##### TEXT SECTION
Praise the Lord for these three Holy Spirit-led articles that were printed earlier this year: Andy Nash’s “This World Is . . . Actually Our Home” (Jan. 22, 2015); Stephen Chavez’s “Body Talk” (Feb. 19, 2015); and Nathan Brown’s “A (Missed?) Moment of Spiritual Possibility” (Feb. 26, 2015).
Amen, and thank you!
Zally Schulstad, Phoenix, Arizona
I appreciated Nathan Brown’s article “A (Missed?) Moment of Spiritual Possibility” (Feb. 26), which focuses on Fundamental Belief 11, Growing in Christ, and specifically mentions Ellen G. White’s wonderful book
Steps to Christ! This is the book, after the Bible, that I’ve carried with me, on all my travels, for my personal devotions. I have read it dozens of times, and done my own color marking, focusing on the love of God, the sacrifice of Jesus, and the sinner’s need of Christ. I have also put a date and place where I read it. During a crisis in one of the countries overseas it was the Bible and Steps to Christ that brought me peace and carried me through!
I was in St. Louis in 2005 when the belief was voted, and, as Brown writes, this was “the first time in the history of our church in which the transformative experience and practice of our faith was formalized in a statement of belief.” This is the book that every Adventist should read often—and also give to fellow neighbors.
Leo Ranzolin, Sr., Estero, Florida
I’m writing in regard to the obituary on Dolores E. Slikkers, printed in the February 26, 2015,
Adventist Review. To suggest that alcohol could have been involved in the fatal accident of Dolores Slikkers is demeaning.
K. H. Piekarek, via e-mail
The reference to alcohol had to do with the other driver, not Dolores Slikkers. Read an extended version of the article at https://adventistreview.org/church-news/dolores-e.-slikkers,-maranatha-co-founder-who-shaped-adventist-policy,-killed-in-car-crash.
I’m writing in regard to Robert E. Lemon’s news commentary “Threatened Closure of Adventist Academy Serves as Wake-up Call” (Feb. 19, 2015). Maybe it’s time to use it as a test for online schooling. Instead of putting money into a physical plant, how about putting funds into computers for the students and let them learn from home? With technology as it is today, let us embrace it and use our funds more economically.
Through video conferencing—Skype, for example—and other technologies, students can be educated at home and save immense amounts of funds. What a legacy we could give to our children, to graduate without so much debt.
##########
##### INFORMATION SUPPLIED
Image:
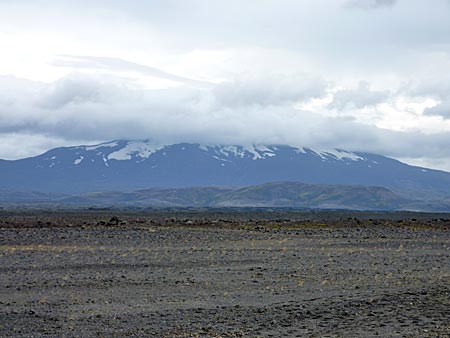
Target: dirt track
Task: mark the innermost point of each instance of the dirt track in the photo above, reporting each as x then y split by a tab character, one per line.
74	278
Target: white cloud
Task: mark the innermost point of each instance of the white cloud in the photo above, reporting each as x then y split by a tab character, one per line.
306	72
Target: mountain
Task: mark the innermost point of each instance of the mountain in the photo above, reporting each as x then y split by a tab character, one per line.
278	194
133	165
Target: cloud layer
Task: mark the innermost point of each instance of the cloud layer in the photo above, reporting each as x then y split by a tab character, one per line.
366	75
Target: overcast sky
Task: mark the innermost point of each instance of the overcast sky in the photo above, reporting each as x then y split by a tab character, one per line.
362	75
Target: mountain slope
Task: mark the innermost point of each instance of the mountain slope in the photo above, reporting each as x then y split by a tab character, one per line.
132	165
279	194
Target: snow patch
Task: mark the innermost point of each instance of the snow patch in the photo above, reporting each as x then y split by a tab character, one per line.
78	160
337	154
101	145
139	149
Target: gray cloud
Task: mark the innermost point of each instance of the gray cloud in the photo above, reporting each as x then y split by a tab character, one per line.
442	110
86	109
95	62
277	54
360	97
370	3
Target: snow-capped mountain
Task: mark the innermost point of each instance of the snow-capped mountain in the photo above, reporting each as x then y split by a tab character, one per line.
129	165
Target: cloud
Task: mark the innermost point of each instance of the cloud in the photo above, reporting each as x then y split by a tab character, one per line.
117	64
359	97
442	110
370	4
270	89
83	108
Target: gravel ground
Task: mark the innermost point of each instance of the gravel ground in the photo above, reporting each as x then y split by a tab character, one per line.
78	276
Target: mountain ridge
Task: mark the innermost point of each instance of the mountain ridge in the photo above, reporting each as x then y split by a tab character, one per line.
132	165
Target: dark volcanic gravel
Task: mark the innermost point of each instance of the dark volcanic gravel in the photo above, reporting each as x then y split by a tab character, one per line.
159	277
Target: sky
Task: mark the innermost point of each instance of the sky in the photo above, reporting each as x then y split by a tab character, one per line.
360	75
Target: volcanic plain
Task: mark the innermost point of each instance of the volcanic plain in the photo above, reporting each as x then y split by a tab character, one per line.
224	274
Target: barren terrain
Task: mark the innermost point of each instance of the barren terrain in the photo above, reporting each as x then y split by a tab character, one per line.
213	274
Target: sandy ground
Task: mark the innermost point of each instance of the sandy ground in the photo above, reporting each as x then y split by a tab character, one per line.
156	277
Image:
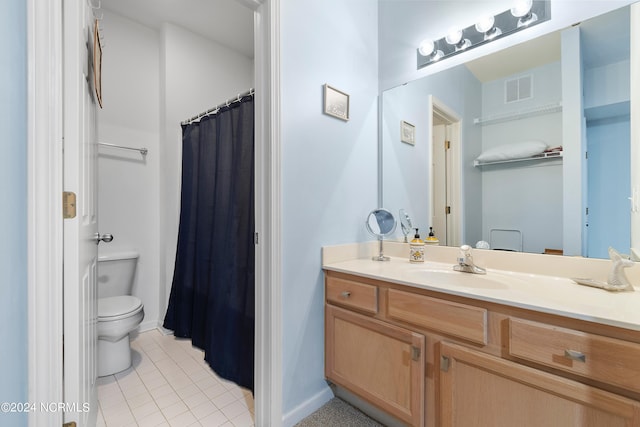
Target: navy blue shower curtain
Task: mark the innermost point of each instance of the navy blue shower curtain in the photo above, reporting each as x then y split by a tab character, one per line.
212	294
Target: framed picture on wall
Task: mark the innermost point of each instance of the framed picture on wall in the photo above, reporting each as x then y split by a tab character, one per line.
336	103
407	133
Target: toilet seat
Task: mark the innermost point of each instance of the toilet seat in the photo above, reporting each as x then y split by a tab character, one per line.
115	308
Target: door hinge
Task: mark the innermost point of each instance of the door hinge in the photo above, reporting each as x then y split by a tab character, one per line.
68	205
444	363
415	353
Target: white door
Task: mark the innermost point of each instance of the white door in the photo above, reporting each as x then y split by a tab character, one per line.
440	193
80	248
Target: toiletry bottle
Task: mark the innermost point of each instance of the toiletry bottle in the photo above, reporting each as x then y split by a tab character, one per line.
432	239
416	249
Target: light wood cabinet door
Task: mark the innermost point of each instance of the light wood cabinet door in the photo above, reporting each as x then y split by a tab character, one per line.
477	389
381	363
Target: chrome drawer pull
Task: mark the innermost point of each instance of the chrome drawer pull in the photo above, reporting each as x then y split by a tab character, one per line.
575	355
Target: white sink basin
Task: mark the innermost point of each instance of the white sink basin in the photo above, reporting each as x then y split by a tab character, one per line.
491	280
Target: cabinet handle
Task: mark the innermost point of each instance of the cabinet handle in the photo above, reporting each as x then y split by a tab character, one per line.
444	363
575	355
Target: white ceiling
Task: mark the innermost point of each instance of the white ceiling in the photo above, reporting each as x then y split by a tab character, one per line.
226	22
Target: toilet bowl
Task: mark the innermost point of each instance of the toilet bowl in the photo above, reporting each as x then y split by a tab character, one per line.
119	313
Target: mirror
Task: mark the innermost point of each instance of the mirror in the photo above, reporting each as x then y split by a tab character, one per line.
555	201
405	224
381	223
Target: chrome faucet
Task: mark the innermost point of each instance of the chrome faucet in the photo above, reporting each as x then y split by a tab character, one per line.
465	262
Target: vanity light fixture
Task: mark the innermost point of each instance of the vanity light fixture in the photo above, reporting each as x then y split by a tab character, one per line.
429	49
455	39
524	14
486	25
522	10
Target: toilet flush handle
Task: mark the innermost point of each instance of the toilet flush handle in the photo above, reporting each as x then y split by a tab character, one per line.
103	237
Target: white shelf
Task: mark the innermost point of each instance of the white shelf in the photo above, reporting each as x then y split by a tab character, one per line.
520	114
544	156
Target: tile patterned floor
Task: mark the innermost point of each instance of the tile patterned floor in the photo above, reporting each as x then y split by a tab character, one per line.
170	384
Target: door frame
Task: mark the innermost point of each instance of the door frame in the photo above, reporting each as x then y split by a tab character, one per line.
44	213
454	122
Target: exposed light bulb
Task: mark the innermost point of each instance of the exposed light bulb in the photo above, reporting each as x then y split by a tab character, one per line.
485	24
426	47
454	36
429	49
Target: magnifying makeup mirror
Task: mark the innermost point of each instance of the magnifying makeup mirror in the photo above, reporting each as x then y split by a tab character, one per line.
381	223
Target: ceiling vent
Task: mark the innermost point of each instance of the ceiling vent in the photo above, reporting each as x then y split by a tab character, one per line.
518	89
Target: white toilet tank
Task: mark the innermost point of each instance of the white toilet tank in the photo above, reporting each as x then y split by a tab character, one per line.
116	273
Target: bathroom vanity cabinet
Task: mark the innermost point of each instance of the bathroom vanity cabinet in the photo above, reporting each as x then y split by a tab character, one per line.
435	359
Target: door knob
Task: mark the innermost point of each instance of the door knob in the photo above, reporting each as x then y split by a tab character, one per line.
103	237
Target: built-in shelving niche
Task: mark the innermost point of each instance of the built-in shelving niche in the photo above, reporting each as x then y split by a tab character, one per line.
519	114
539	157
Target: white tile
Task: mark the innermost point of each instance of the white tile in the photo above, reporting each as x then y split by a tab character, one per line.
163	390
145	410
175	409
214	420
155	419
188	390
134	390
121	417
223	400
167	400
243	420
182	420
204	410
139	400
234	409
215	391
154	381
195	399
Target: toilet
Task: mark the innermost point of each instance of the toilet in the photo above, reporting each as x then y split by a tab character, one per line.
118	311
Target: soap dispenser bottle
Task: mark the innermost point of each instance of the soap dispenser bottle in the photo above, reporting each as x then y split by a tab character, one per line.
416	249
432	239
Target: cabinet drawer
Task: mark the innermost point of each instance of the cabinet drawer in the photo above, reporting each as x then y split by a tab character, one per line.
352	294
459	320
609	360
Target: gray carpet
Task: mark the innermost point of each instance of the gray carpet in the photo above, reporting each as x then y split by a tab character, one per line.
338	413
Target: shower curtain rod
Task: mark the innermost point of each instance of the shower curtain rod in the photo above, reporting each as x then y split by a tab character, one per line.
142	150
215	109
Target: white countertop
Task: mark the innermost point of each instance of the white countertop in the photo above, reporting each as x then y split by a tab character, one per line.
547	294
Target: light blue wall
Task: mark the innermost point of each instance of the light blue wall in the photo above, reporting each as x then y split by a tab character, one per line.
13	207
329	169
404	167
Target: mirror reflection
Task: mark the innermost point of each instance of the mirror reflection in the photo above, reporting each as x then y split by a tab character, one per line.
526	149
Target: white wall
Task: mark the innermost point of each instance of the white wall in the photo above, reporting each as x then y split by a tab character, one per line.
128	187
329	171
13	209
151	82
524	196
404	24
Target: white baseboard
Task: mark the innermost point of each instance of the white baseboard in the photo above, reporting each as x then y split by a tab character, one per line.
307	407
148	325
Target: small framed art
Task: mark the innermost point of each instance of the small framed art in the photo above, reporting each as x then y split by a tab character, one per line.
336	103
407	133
##########
● **PROMPT**
Could you rewrite the letters starting with "Zally Schulstad, Phoenix, Arizona" and going on through "carried me through!", putting "journeys" in place of "travels"?

● **TASK SOLUTION**
Zally Schulstad, Phoenix, Arizona
I appreciated Nathan Brown’s article “A (Missed?) Moment of Spiritual Possibility” (Feb. 26), which focuses on Fundamental Belief 11, Growing in Christ, and specifically mentions Ellen G. White’s wonderful book
Steps to Christ! This is the book, after the Bible, that I’ve carried with me, on all my journeys, for my personal devotions. I have read it dozens of times, and done my own color marking, focusing on the love of God, the sacrifice of Jesus, and the sinner’s need of Christ. I have also put a date and place where I read it. During a crisis in one of the countries overseas it was the Bible and Steps to Christ that brought me peace and carried me through!